§ **TRECHO FORNECIDO**
──────

A Igreja sente necessidade de mistagogos que ajudem os fiéis a entrar no mistério de Deus. Karl Rahner fez aquela afirmação profética o cristão de amanhã ou será um místico, ou não será cristão. Isto vale para padres, religiosos e leigos! O Vaticano II diz que compete aos sacerdotes, enquanto educadores da fé, ajudar os fiéis no crescimento na maturidade capacitando-os a descobrir, nos acontecimentos de maior ou menor monta, o que exigem os fatos, qual a vontade de Deus (P.O nº6).
4. As moções do Espírito
Inácio de Loyola, durante o processo de conversão, caiu um dia na conta da existência em nós de diversos movimentos ou "moções" espirituais. Isto aconteceu analisando os seus pensamentos e sentimentos e como eles repercutiam no seu interior. Inácio descobre um Deus que se comunica e se deixa sentir tanto na orção como nos acontecimentos diários. Segundo ele, o discernimento espiritual, compreende três passos: 1º) Sentir ou tomar conhecimento das moções em nós; 2º) Examinar ou reconhecer essas moções; 3º) Passar a agir acolhendo ou rejeitando as moções discernidas.

──────

§ **TAREFAS A REALIZAR**
[1] Indique se cada afirmação concorda com o trecho, respondendo sim ou não e citando as palavras do trecho que decidem a resposta: (a) O discernimento espiritual, segundo Inácio, compreende três passos. (b) O trecho atribui a Karl Rahner a afirmação de que o cristão de amanhã será um místico ou não será cristão. (c) Inácio percebeu as moções espirituais só depois de concluído o processo de conversão.
[2] Reescreva a parte do trecho que começa em "A Igreja sente" e termina em "Deus (P.O nº6).", trocando "fiéis" por "crentes".
As entradas não têm nenhuma relação com o trecho.

§ **Entradas de dados coletadas**
──────

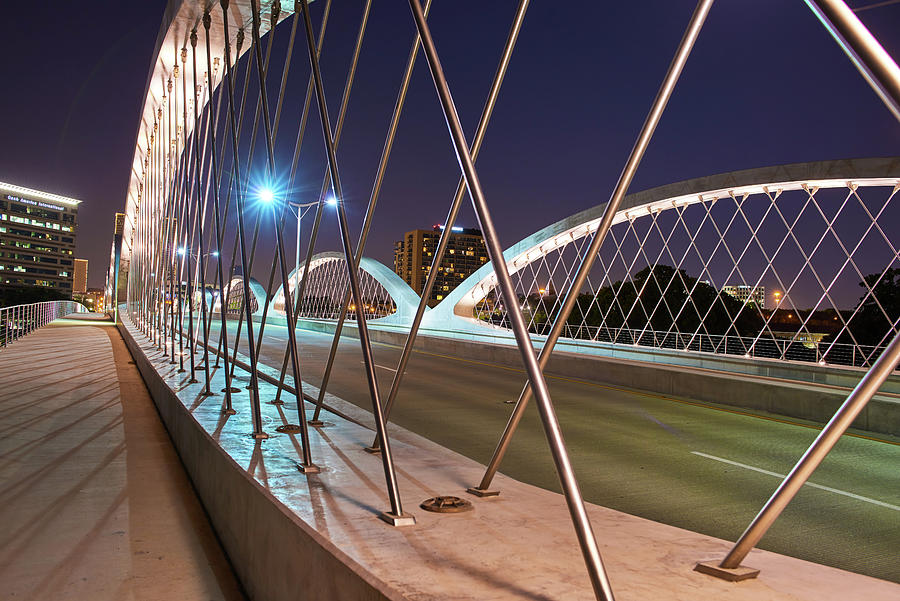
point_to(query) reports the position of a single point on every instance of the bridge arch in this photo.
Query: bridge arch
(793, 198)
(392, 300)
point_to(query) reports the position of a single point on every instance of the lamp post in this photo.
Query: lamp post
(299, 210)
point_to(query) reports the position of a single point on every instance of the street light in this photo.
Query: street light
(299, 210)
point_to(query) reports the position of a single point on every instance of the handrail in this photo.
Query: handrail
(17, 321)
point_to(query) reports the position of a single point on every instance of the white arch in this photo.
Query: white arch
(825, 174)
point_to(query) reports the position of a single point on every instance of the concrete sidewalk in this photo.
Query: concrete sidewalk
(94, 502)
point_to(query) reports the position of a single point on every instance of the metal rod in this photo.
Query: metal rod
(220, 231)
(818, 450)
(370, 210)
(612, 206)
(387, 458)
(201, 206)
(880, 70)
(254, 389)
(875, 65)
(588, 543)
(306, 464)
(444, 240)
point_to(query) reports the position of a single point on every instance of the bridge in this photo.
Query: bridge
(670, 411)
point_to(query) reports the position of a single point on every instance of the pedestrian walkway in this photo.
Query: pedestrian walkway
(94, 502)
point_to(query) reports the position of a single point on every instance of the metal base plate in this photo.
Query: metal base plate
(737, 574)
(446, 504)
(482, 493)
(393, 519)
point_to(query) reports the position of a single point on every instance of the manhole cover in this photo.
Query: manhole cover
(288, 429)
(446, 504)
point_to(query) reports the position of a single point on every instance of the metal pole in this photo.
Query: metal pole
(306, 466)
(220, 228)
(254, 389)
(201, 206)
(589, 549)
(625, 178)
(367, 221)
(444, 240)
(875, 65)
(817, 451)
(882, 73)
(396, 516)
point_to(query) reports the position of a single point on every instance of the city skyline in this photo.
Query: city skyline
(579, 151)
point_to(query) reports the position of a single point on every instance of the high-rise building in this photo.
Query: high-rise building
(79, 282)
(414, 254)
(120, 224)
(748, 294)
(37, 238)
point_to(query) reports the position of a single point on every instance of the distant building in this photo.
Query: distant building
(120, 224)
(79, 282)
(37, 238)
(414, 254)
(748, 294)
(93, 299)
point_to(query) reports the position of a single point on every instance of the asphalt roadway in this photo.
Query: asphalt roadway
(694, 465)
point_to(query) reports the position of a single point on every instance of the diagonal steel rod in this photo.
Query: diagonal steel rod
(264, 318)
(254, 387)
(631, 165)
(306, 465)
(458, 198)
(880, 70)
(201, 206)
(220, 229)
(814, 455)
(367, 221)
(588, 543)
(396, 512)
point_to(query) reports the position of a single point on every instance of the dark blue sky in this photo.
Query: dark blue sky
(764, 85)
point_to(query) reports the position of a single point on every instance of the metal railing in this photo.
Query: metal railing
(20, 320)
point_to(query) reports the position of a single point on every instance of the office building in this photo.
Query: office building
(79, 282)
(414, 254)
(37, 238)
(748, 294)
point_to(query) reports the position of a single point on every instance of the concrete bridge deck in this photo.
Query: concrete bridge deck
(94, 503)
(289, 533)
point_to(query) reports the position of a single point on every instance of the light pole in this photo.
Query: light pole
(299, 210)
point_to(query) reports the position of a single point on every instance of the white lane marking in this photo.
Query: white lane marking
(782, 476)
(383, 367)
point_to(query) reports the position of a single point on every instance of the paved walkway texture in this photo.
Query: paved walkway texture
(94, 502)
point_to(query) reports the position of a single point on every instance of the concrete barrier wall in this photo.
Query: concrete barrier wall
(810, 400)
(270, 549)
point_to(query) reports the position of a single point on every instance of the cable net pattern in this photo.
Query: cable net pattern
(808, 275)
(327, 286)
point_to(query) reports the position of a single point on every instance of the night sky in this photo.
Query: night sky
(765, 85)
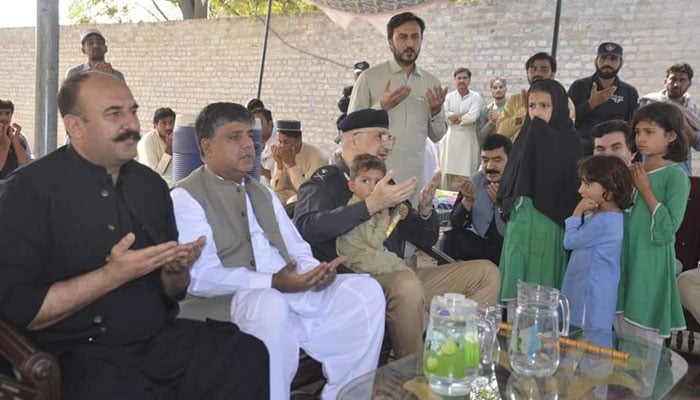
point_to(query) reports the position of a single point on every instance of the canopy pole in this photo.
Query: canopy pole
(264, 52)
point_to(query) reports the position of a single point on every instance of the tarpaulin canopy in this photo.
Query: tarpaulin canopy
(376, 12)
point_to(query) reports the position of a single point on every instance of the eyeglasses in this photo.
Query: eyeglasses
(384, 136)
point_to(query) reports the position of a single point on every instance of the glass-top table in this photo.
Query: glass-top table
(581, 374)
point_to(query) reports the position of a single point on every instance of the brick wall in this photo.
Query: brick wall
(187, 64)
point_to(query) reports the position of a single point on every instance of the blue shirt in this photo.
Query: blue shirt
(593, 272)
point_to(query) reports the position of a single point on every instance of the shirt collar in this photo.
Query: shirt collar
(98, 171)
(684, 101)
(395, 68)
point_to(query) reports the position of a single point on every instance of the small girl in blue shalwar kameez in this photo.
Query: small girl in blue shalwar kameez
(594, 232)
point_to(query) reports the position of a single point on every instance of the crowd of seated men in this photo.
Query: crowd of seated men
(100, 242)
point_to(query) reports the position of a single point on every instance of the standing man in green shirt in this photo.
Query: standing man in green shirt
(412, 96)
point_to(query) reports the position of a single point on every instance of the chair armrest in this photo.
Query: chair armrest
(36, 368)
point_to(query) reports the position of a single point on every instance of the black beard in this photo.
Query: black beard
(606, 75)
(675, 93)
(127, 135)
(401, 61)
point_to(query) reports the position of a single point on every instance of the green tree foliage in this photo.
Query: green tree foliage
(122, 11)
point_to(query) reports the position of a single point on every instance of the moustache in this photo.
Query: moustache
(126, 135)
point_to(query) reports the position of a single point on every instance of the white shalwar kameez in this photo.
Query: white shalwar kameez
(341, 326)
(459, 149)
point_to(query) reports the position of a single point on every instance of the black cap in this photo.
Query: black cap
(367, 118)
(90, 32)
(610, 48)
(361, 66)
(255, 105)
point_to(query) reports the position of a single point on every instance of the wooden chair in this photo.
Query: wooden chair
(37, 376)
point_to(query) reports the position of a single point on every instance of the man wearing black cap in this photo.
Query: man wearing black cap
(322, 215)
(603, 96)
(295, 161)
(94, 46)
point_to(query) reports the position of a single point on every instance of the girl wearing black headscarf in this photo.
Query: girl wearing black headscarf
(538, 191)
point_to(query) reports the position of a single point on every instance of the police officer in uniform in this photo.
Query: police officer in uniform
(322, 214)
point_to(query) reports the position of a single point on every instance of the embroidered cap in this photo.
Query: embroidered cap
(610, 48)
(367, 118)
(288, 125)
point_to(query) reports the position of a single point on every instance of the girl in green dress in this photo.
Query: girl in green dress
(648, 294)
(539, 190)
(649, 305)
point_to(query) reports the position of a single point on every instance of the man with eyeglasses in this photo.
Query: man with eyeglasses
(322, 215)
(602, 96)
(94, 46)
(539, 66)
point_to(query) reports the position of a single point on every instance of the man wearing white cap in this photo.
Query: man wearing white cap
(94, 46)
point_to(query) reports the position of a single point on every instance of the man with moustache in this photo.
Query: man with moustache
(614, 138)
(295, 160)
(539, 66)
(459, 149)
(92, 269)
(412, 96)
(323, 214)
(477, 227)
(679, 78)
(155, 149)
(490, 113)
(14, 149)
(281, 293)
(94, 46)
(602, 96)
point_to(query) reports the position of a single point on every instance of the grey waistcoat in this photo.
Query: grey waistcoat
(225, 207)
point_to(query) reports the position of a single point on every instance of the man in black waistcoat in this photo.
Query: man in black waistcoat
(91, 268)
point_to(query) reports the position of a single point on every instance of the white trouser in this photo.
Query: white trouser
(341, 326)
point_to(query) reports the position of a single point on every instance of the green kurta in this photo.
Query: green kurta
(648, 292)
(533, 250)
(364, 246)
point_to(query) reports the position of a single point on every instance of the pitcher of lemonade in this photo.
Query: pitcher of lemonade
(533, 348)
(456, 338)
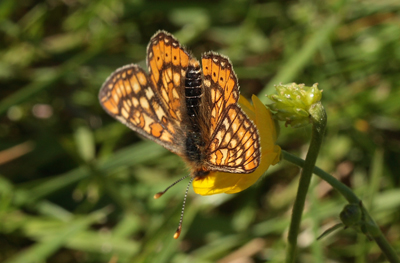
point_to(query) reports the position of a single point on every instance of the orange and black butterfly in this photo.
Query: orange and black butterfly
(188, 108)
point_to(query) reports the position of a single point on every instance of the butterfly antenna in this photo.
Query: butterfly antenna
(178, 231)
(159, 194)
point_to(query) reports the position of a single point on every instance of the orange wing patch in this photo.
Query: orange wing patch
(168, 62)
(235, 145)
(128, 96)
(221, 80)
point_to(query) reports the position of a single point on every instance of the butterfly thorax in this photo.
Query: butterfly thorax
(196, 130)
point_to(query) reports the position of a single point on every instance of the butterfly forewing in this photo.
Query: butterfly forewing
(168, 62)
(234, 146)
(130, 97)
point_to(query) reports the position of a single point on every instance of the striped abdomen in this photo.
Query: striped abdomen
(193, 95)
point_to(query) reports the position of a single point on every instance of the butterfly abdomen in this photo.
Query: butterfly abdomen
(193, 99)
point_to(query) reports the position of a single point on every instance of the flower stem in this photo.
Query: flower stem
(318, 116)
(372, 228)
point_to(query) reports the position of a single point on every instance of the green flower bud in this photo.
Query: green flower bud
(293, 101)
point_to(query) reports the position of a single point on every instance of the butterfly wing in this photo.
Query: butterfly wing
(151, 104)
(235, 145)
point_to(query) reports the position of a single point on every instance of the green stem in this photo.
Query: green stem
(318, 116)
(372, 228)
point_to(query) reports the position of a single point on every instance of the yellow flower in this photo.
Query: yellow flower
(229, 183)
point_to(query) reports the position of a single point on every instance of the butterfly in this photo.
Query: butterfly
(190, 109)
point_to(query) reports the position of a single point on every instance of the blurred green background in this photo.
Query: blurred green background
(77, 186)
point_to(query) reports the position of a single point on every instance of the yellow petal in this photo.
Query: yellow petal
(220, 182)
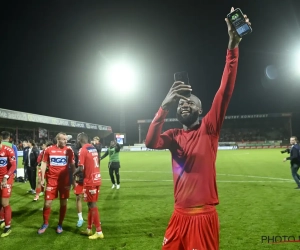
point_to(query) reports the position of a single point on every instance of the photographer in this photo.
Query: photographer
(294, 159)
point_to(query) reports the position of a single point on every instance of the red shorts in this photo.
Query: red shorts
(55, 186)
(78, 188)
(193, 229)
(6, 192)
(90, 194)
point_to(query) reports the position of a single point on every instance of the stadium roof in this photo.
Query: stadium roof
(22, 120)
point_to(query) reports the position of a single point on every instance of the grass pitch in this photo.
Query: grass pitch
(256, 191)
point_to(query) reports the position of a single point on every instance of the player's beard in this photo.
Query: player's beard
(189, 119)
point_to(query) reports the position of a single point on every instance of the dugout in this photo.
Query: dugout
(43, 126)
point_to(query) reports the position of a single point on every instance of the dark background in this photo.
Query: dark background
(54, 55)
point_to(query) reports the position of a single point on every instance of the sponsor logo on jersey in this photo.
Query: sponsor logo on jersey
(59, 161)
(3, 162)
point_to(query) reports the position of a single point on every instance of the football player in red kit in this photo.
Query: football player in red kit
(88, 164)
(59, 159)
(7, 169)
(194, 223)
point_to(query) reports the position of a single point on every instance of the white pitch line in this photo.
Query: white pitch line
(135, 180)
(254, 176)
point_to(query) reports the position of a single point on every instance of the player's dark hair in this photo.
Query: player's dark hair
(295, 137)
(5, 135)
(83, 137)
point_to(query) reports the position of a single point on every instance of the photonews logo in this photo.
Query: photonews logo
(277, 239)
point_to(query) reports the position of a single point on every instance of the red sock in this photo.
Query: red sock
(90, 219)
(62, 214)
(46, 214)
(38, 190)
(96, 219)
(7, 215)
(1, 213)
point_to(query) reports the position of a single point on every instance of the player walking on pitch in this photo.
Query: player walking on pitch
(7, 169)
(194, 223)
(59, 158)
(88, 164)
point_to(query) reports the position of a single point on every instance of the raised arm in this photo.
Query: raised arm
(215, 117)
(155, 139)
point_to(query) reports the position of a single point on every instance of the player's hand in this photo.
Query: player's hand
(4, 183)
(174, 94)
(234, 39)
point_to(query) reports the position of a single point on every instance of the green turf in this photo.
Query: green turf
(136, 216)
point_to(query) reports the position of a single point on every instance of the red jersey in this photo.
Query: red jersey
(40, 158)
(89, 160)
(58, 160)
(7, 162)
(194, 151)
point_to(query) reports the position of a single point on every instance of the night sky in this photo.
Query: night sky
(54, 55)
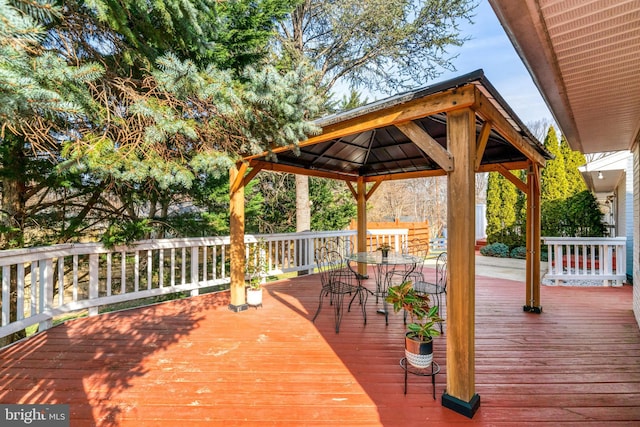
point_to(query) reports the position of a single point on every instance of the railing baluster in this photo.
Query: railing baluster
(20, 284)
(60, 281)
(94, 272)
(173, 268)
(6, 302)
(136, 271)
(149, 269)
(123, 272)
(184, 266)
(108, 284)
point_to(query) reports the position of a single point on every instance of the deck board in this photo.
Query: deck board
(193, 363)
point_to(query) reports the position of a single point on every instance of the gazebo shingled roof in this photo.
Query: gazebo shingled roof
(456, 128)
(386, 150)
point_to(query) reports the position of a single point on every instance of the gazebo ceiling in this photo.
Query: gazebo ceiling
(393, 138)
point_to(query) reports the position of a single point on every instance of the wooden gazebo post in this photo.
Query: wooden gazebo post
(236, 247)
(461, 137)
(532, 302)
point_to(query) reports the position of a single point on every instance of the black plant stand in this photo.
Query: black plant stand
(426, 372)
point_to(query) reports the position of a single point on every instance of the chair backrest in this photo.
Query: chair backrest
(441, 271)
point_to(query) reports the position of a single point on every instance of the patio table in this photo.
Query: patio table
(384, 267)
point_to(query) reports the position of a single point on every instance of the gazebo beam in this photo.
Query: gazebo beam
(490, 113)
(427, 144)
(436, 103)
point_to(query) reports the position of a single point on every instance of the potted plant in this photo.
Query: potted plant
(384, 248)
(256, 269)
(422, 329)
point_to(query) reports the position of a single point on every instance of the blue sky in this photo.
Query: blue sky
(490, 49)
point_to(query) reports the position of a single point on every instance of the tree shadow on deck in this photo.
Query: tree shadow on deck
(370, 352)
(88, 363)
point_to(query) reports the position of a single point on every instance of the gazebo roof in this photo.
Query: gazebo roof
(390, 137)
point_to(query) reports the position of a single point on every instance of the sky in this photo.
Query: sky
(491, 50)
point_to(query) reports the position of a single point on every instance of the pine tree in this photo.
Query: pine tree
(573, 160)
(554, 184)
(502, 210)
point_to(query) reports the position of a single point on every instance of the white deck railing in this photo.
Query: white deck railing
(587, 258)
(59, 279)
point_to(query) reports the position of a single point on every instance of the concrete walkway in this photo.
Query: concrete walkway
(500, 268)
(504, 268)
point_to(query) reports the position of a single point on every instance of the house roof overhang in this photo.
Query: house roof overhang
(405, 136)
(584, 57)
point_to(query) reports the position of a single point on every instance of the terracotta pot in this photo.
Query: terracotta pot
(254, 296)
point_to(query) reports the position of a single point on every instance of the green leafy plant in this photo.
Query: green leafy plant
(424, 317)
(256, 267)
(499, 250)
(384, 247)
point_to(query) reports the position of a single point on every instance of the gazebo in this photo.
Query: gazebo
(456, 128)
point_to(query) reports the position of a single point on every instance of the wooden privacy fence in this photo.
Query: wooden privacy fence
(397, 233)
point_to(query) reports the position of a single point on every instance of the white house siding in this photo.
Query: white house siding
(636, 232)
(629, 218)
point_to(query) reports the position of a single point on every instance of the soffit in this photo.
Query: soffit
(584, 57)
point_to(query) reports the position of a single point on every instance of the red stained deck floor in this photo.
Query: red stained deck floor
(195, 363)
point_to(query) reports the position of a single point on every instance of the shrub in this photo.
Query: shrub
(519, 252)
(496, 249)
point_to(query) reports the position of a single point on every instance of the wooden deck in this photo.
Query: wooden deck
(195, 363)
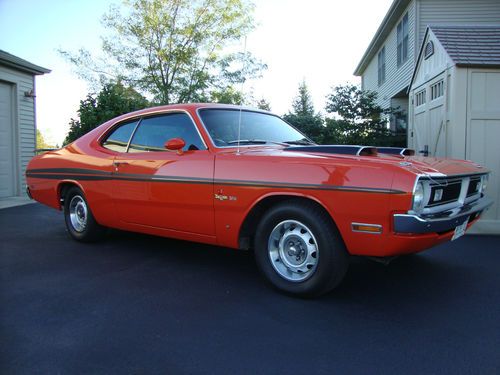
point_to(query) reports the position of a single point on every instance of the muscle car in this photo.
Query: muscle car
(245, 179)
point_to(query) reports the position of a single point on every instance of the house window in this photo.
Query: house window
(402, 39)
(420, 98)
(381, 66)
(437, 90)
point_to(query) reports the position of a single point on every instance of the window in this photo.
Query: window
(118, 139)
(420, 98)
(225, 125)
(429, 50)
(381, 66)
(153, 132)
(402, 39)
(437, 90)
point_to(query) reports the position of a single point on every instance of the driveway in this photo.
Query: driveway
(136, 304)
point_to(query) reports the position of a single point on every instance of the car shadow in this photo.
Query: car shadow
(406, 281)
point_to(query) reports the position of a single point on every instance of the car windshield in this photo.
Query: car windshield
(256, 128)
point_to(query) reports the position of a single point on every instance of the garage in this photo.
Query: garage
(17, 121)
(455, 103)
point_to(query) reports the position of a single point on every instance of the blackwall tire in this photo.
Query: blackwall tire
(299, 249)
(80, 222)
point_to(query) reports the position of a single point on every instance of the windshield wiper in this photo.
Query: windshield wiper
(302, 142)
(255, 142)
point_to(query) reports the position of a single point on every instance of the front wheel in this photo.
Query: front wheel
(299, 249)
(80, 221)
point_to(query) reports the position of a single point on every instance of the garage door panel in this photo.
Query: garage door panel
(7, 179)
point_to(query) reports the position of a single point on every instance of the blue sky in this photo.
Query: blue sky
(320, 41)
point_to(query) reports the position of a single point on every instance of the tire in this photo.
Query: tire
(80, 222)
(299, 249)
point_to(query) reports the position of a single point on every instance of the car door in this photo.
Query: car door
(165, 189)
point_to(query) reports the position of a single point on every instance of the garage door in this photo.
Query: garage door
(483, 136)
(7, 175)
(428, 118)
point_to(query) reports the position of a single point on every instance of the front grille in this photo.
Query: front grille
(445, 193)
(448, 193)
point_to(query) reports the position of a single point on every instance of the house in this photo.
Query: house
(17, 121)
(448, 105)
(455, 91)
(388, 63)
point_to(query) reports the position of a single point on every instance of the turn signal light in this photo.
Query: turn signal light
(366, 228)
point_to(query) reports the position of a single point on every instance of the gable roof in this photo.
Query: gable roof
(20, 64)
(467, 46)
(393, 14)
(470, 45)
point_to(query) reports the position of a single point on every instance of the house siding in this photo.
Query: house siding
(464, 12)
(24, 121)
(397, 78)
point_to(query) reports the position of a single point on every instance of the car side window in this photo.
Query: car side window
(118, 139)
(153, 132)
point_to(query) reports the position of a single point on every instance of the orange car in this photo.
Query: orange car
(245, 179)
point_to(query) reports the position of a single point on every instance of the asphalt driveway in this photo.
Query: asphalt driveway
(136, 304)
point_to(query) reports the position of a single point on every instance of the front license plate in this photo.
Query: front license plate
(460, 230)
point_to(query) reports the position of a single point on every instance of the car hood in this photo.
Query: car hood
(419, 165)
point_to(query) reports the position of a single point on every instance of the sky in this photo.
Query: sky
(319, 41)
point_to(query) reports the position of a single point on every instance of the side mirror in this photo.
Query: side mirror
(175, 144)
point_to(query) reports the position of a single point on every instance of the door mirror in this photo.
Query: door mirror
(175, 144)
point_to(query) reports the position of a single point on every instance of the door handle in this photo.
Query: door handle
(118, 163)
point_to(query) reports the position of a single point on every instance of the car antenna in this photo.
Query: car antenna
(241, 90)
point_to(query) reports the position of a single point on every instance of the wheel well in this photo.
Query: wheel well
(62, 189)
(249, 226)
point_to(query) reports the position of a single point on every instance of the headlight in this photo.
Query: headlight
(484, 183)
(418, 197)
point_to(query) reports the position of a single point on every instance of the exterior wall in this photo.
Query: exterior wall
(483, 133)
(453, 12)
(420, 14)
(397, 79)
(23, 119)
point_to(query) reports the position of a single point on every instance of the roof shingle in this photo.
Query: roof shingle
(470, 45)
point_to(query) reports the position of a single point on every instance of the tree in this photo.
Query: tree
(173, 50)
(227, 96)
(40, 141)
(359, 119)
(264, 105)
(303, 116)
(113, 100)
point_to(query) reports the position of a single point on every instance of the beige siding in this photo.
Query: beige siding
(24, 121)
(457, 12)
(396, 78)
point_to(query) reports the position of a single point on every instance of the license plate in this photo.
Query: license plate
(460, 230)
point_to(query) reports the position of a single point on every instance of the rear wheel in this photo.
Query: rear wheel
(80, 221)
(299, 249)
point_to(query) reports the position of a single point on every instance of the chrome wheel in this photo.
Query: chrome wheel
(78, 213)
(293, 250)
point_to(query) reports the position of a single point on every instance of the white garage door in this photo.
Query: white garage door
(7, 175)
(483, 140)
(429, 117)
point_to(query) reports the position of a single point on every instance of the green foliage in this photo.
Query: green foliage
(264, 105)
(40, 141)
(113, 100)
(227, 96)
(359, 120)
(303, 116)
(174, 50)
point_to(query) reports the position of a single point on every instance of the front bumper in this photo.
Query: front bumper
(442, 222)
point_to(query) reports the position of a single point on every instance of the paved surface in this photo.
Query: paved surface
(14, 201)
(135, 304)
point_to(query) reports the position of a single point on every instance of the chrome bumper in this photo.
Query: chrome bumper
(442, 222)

──────

§ **RESPOSTAS ESPERADAS**
[1]
(a) Sim: "Segundo ele, o discernimento espiritual, compreende três passos"
(b) Sim: "Karl Rahner fez aquela afirmação profética o cristão de amanhã ou será um místico, ou não será cristão"
(c) Não: "durante o processo de conversão, caiu um dia na conta da existência em nós de diversos movimentos ou "moções" espirituais"

[2]
A Igreja sente necessidade de mistagogos que ajudem os crentes a entrar no mistério de Deus. Karl Rahner fez aquela afirmação profética o cristão de amanhã ou será um místico, ou não será cristão. Isto vale para padres, religiosos e leigos! O Vaticano II diz que compete aos sacerdotes, enquanto educadores da fé, ajudar os crentes no crescimento na maturidade capacitando-os a descobrir, nos acontecimentos de maior ou menor monta, o que exigem os fatos, qual a vontade de Deus (P.O nº6).